DATA EXCERPTS =>
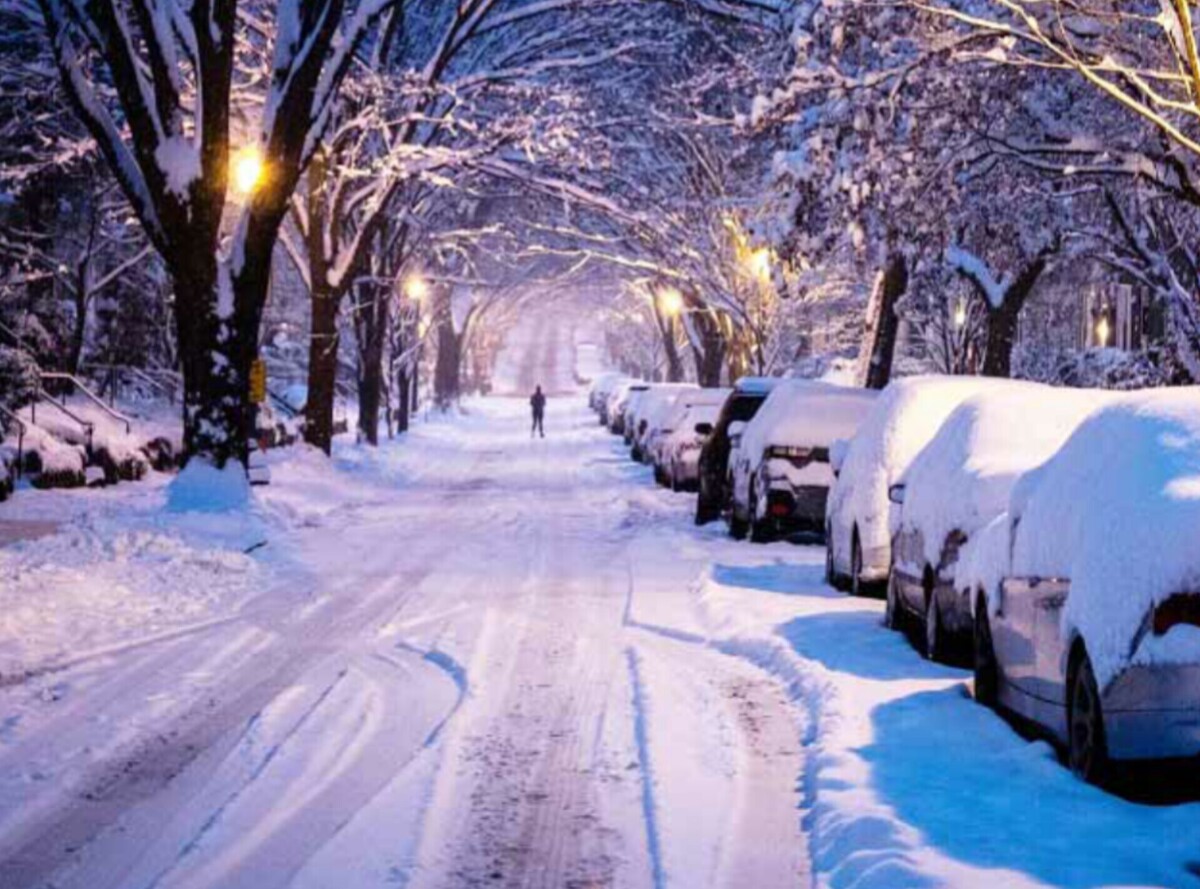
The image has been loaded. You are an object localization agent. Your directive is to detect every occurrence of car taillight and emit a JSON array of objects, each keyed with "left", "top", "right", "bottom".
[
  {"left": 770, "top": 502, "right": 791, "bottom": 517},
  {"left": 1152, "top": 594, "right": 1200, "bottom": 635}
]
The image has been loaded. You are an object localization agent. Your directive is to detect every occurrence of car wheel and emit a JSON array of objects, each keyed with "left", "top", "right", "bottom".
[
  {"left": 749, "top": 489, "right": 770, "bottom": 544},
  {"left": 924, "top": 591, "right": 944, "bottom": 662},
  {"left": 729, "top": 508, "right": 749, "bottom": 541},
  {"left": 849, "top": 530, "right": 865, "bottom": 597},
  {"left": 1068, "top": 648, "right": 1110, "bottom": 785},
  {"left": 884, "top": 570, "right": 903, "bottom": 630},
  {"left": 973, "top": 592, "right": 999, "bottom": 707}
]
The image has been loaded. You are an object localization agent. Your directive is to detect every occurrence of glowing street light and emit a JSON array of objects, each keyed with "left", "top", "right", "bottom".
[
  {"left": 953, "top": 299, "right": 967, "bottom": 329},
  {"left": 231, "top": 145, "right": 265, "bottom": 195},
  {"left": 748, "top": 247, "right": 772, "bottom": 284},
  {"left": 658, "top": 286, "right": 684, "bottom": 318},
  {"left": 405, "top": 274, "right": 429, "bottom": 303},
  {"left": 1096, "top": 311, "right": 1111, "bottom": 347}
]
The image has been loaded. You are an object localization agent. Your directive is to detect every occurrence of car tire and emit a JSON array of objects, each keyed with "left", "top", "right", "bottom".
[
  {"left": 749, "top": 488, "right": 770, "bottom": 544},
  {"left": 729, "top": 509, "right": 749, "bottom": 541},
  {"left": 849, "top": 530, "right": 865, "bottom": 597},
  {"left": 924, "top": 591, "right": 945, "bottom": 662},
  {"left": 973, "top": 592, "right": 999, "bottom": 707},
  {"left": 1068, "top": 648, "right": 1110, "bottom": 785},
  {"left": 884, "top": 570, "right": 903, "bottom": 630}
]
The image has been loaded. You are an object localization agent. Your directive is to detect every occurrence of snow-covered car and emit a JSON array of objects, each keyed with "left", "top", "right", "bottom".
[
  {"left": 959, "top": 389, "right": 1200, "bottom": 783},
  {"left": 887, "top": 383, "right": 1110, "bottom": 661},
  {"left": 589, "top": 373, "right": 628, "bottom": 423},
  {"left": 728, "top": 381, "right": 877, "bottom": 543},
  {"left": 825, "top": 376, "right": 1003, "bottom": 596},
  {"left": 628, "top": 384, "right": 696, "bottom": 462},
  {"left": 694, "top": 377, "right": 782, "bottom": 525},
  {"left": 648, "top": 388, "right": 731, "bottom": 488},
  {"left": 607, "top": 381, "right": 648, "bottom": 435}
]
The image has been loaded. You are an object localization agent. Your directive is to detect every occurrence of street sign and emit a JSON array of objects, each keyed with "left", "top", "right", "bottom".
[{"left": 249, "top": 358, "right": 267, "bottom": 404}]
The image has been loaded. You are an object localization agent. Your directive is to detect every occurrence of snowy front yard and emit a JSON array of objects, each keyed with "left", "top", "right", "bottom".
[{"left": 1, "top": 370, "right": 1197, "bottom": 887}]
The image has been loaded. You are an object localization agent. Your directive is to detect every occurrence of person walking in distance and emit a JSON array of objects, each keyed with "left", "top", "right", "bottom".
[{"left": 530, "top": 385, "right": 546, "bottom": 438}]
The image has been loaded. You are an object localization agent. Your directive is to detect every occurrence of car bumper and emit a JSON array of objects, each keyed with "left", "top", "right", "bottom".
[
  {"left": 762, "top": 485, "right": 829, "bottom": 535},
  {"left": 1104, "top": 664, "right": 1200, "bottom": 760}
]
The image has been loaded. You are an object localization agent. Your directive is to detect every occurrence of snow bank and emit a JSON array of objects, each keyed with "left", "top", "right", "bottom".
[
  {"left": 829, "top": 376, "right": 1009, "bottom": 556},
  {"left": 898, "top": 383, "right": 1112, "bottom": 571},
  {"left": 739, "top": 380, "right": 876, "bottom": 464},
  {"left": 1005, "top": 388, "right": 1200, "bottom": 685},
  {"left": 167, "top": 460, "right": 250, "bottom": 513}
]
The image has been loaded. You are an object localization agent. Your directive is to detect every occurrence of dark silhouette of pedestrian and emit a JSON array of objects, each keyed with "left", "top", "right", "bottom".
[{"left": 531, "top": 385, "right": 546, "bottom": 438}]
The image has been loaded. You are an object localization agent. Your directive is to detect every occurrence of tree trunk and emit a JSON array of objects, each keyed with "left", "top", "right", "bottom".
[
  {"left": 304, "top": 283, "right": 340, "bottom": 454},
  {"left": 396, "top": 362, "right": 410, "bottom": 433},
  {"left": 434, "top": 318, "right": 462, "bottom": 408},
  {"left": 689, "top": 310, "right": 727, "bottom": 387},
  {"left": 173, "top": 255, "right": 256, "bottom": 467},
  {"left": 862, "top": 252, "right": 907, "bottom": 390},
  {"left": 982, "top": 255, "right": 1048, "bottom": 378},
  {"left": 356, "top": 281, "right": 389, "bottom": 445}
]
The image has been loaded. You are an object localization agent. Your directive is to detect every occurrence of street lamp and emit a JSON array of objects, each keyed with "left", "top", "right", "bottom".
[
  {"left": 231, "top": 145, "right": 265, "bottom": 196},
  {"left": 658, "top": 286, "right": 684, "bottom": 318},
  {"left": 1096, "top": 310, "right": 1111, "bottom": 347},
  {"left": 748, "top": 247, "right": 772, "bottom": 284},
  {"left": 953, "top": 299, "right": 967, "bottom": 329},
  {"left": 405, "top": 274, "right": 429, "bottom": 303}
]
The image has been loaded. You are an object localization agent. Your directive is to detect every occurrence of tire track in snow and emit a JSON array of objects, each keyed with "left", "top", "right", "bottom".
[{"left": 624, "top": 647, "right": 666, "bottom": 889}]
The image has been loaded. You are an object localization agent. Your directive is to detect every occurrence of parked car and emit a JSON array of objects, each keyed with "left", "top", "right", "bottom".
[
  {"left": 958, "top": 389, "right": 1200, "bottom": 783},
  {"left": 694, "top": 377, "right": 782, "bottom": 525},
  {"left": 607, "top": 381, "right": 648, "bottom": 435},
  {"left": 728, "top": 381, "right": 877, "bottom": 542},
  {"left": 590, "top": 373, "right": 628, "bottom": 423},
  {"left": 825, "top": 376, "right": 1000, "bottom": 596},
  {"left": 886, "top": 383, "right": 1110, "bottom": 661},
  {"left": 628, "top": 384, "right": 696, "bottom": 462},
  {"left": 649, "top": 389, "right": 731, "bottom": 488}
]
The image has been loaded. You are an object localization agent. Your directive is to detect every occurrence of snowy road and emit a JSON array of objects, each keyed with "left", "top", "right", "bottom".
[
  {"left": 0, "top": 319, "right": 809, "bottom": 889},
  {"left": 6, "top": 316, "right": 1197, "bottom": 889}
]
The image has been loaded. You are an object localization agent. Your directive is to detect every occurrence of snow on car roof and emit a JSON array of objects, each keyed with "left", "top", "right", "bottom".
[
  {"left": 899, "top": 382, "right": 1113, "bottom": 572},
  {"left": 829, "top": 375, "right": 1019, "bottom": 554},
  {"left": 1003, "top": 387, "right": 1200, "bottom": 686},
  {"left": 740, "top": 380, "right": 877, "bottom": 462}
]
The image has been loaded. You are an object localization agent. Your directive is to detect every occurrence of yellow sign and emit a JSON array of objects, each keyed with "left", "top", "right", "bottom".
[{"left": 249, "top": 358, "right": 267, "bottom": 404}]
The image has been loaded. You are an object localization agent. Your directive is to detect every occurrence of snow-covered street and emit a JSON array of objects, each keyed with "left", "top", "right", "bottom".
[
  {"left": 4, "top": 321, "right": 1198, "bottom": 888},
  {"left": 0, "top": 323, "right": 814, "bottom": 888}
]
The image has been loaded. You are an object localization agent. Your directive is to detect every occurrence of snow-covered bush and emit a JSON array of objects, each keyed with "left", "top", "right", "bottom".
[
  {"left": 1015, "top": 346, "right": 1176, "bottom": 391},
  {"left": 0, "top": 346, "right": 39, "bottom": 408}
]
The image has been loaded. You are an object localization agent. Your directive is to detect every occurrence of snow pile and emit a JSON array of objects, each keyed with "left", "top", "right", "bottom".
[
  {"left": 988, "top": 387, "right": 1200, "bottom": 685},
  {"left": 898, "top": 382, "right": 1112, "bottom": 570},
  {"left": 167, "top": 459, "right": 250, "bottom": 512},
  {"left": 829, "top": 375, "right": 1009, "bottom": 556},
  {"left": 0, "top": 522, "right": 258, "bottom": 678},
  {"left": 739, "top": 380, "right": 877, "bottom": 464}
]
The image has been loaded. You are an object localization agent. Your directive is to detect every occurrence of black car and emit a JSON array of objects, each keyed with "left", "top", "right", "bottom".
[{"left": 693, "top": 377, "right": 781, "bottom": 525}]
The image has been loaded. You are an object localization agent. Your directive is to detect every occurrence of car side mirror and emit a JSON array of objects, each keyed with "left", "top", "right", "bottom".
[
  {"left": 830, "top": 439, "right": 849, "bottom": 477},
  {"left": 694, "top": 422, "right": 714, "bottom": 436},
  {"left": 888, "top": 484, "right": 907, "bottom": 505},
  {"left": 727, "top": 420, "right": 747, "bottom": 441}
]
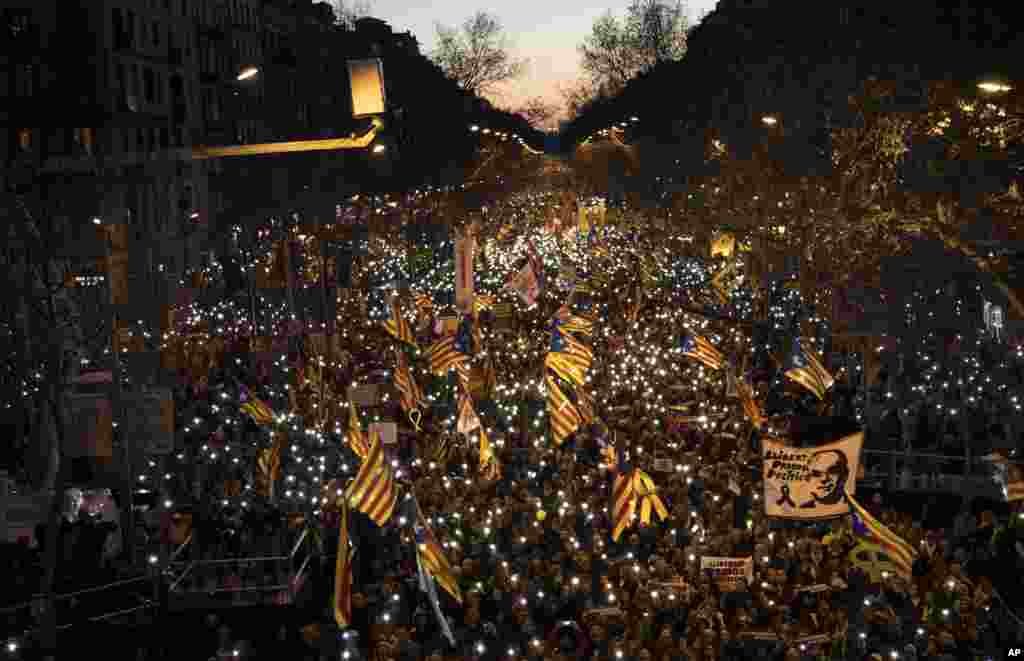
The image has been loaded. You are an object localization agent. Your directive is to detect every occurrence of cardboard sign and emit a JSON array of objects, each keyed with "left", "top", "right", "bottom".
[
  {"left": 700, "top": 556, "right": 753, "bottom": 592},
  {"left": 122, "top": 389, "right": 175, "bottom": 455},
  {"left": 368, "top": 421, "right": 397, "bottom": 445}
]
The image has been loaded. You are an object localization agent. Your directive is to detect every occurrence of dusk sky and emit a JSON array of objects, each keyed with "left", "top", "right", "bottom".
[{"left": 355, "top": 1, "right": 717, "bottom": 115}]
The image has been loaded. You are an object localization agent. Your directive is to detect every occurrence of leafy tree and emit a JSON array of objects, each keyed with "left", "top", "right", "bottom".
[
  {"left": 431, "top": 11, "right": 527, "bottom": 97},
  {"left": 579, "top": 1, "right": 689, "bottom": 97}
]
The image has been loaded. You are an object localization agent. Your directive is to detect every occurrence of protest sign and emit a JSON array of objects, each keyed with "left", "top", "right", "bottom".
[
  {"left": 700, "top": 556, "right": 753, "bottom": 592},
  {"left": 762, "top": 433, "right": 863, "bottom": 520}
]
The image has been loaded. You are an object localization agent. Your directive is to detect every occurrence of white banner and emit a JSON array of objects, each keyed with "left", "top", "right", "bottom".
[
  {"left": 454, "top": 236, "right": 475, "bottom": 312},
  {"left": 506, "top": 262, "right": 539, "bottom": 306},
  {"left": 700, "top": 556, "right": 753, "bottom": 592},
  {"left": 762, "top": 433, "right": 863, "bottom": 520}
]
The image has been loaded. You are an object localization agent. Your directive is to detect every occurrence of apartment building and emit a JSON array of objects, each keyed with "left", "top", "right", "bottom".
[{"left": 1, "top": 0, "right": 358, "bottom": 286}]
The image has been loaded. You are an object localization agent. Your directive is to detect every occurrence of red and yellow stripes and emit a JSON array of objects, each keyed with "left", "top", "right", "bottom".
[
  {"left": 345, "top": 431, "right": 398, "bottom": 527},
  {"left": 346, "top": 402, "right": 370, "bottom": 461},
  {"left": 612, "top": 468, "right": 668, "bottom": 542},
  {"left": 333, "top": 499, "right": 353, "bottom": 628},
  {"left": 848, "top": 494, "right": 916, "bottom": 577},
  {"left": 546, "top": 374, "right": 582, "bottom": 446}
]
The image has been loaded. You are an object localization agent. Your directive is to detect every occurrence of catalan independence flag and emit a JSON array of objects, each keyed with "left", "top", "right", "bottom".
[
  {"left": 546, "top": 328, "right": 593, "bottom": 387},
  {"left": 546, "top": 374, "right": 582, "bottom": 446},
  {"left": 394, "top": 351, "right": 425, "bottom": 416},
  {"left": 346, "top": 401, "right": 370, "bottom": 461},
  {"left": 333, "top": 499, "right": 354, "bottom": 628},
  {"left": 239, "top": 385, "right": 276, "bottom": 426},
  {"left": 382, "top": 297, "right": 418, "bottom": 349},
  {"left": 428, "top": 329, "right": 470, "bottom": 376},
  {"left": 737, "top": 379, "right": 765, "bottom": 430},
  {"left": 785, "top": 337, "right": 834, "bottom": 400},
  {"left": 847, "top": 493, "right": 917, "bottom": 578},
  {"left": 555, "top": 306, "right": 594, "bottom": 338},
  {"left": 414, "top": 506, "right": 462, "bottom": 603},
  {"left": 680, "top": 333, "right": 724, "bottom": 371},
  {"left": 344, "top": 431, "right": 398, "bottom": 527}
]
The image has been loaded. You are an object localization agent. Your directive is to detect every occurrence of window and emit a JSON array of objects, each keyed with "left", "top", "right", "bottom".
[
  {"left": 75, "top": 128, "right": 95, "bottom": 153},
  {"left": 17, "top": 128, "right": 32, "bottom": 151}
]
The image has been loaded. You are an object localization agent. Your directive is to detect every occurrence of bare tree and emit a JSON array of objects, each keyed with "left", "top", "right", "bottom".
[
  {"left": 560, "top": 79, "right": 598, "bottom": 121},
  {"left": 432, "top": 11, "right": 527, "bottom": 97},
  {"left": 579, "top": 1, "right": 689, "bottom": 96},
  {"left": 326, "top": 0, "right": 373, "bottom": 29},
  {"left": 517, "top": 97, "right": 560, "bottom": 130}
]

AIM OF THE EXERCISE => Copy exactly, and only, the lines from the line that contains "occurrence of bare" through the end of the data above.

TASK ANSWER =>
The image has been loaded. You are an object localization agent. Your directive is to detect every occurrence of bare tree and emit a JSON array of objects, each keyed with "left", "top", "right", "bottom".
[
  {"left": 560, "top": 79, "right": 598, "bottom": 121},
  {"left": 432, "top": 11, "right": 527, "bottom": 97},
  {"left": 579, "top": 1, "right": 689, "bottom": 96},
  {"left": 326, "top": 0, "right": 373, "bottom": 29},
  {"left": 517, "top": 97, "right": 560, "bottom": 130}
]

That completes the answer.